> [Supplied passage]
━━━━━━━━━━━━━━━━━━━━━━━━━━━━━━

In a different study, Zhang et al. [9] performed a molecular dynamics simulation of the behaviors of water nanodroplets impinging on moving (translation and vibration) surfaces. They studied the dynamical characteristics of water nanodroplets under different factors such as Weber numbers, translation velocities, vibration amplitudes and vibration periods of the surface. Their results showed that when the water nanodroplets impinge on translation surfaces, the water molecules not only move along the surfaces, but also rotate around the centroid of the water nanodroplet at the relative sliding stage. An expression for water nanodroplets velocity in the translation direction was also proposed from this study.
The evaluation of the convective heat transfer performance of nanofluids is very crucial for their thermal management applications, particularly as advanced cooling media. In this regard, Afan et al. [10] reported a forced convection study on the thermal and hydraulic performances of nanofluids containing carbon (graphene nanoplatelets (GNPs) and thermally treated graphene (T-Gr)) and two oxides (Al2O3 and SiO2) nanoparticles in pentaethylene glycol (PEG) in a fully developed turbulent flow in a square, heated pipe. The thermal and hydraulic performances of these nanofluids were evaluated in terms of pumping power, performance index (PI), and performance evaluation criteria (PEC). These nanofluids were found to have considerable thermal conductivity improvements (e.g., up to 31.6%, for PEG/GNPs and 29.74%, for PEG/TGr nanofluids at 60 °C). The heat transfer coefficients (h and Nu) of these nanofluids were significantly higher than those of the base fluid (PEG). Based on the experimental data, a nonlinear regression was also proposed for a relative pumping power of nanofluids against temperature at different mass fractions.

━━━━━━━━━━━━━━━━━━━━━━━━━━━━━━

> [Task instructions]
Answer these questions about the passage on water nanodroplets and nanofluids.
1. Which factors did Zhang et al. examine in their study of water nanodroplets?
2. In what base fluid were the nanoparticles dispersed in the study by Afan et al.?
3. What thermal conductivity improvement was reported for PEG/GNPs nanofluids at 60 °C?

━━━━━━━━━━━━━━━━━━━━━━━━━━━━━━

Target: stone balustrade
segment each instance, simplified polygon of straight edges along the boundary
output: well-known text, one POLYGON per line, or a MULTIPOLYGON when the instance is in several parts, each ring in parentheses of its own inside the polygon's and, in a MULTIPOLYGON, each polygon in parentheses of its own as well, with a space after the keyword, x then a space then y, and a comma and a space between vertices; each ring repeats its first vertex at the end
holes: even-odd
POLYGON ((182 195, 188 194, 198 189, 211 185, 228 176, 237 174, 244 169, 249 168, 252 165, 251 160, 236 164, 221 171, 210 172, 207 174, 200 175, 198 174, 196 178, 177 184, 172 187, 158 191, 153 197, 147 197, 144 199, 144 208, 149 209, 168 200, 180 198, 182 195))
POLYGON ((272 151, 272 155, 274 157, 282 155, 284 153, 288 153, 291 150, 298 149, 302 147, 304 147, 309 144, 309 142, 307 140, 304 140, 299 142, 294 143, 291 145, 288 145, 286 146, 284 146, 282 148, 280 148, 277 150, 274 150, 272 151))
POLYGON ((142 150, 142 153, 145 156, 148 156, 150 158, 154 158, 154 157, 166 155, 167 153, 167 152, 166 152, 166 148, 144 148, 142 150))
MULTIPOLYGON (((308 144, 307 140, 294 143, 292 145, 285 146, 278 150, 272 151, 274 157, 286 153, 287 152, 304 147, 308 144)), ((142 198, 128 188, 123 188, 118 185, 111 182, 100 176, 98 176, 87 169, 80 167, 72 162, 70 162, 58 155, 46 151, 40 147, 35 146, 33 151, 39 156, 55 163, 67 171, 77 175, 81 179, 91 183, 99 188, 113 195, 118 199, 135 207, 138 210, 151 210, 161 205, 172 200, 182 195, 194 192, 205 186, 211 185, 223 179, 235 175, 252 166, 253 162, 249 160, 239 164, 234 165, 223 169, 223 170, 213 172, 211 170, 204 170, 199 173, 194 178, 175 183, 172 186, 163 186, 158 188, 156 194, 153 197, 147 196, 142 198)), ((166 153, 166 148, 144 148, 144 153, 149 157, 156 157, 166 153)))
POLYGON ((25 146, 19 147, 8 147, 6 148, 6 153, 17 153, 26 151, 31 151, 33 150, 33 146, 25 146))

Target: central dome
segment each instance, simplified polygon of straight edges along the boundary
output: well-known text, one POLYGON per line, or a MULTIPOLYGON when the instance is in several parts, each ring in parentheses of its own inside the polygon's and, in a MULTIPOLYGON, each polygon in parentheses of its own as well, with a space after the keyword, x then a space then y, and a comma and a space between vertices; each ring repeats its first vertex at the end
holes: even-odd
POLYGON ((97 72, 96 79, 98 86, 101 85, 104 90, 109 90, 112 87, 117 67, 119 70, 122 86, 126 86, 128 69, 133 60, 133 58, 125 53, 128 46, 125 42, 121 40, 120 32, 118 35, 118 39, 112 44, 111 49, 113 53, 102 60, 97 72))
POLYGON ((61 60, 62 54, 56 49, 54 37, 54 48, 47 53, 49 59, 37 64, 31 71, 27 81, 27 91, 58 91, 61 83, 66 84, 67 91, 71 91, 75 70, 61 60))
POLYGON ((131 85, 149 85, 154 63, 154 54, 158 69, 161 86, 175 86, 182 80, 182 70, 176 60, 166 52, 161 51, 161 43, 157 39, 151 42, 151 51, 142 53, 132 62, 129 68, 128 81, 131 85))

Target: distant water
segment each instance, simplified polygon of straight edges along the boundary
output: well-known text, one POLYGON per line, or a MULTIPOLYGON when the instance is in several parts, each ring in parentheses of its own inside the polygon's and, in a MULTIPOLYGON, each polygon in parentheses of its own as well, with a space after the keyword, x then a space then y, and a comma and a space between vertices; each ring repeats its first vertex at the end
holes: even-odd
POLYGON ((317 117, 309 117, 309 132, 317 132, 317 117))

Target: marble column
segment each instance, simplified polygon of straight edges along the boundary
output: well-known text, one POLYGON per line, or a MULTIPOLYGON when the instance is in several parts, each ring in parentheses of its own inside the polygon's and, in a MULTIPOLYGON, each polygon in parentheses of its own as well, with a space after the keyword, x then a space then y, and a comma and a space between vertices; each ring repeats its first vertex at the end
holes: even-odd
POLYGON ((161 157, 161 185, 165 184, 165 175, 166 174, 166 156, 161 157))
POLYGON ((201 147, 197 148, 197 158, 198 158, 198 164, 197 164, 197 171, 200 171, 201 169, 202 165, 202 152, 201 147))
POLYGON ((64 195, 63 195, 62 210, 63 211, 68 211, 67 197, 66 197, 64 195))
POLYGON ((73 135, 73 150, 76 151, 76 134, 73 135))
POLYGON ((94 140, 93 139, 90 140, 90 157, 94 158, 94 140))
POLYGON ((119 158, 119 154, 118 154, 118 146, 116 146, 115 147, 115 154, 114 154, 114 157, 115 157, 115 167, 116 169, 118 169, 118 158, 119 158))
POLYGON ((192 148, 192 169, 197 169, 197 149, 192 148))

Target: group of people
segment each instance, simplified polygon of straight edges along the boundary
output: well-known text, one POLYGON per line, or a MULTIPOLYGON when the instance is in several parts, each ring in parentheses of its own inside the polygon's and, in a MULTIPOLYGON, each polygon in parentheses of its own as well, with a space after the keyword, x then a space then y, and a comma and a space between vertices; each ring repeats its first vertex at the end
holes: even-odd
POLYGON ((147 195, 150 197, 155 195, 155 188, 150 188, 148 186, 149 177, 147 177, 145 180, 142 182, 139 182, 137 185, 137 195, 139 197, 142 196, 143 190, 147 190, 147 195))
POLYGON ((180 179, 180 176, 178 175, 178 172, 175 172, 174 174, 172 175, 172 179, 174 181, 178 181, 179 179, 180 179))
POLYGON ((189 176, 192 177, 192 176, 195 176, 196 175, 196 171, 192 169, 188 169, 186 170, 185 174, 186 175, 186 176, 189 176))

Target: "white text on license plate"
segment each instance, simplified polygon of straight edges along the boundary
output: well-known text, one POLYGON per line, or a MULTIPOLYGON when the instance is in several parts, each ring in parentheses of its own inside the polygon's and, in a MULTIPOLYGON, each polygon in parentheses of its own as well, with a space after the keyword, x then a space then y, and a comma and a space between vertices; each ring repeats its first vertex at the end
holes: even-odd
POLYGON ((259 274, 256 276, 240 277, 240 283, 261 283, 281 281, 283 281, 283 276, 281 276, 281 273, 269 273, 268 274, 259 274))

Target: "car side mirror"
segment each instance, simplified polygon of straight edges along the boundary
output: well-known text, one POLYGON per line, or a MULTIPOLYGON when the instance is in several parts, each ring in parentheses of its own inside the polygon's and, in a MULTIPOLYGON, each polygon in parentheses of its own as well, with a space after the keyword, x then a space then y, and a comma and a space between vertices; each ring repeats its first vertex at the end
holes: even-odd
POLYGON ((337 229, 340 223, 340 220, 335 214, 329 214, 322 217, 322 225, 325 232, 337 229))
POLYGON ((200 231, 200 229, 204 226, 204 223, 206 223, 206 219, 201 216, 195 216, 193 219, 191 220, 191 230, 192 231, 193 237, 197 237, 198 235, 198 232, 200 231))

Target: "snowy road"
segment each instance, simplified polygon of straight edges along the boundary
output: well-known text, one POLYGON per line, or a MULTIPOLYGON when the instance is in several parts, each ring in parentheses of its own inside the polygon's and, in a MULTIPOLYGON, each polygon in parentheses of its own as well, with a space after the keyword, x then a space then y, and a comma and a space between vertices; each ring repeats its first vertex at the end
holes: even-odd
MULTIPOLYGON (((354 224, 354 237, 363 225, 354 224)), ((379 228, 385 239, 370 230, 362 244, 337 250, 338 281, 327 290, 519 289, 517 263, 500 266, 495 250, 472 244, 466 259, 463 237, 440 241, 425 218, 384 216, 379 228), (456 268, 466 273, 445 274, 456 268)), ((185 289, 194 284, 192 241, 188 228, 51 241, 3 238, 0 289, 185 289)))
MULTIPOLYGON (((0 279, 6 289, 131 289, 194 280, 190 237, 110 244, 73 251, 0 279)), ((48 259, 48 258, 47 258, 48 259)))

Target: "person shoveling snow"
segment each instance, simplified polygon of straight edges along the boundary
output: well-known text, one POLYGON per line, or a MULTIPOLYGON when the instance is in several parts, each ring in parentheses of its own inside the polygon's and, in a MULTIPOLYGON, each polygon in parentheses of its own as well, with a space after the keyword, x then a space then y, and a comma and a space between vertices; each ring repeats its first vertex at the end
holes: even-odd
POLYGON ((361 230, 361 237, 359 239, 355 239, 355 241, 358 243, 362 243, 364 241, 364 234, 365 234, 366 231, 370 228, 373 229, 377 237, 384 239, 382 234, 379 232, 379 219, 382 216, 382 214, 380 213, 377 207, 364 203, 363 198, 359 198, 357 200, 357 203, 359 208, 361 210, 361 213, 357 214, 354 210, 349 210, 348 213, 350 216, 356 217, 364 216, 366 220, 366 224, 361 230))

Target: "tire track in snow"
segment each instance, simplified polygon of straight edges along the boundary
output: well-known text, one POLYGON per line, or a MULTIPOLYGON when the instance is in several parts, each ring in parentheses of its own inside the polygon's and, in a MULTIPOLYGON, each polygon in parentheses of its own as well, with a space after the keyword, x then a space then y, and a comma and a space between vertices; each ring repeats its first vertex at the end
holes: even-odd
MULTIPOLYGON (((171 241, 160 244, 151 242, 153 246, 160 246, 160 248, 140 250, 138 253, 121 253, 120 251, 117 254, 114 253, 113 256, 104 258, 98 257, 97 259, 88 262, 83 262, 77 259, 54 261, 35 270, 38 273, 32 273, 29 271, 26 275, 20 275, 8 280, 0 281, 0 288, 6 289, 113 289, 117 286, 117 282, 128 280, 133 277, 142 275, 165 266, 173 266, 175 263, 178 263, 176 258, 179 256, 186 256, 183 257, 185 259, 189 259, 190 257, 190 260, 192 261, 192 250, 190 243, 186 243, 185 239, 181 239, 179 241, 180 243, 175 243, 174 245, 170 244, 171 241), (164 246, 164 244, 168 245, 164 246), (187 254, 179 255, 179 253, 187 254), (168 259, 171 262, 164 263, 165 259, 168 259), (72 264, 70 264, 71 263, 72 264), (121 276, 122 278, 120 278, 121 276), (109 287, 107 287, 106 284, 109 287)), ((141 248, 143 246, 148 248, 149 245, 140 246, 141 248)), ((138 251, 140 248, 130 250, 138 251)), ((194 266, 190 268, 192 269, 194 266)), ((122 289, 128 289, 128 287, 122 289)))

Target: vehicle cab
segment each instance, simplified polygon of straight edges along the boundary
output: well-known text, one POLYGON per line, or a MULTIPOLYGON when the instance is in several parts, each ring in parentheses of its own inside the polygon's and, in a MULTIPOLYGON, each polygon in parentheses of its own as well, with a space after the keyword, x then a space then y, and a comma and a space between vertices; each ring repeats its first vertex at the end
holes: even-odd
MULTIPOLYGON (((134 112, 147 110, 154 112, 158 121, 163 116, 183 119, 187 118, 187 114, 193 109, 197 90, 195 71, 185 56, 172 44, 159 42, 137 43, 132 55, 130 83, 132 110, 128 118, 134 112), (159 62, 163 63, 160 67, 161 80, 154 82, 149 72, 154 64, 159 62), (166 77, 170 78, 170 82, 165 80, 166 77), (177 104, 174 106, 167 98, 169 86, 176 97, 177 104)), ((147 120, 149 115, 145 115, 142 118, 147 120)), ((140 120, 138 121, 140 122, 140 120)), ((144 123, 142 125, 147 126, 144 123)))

━━━━━━━━━━━━━━━━━━━━━━━━━━━━━━

> [The response]
1. Weber numbers, translation velocities, vibration amplitudes and vibration periods of the surface.
2. Pentaethylene glycol (PEG).
3. Up to 31.6%.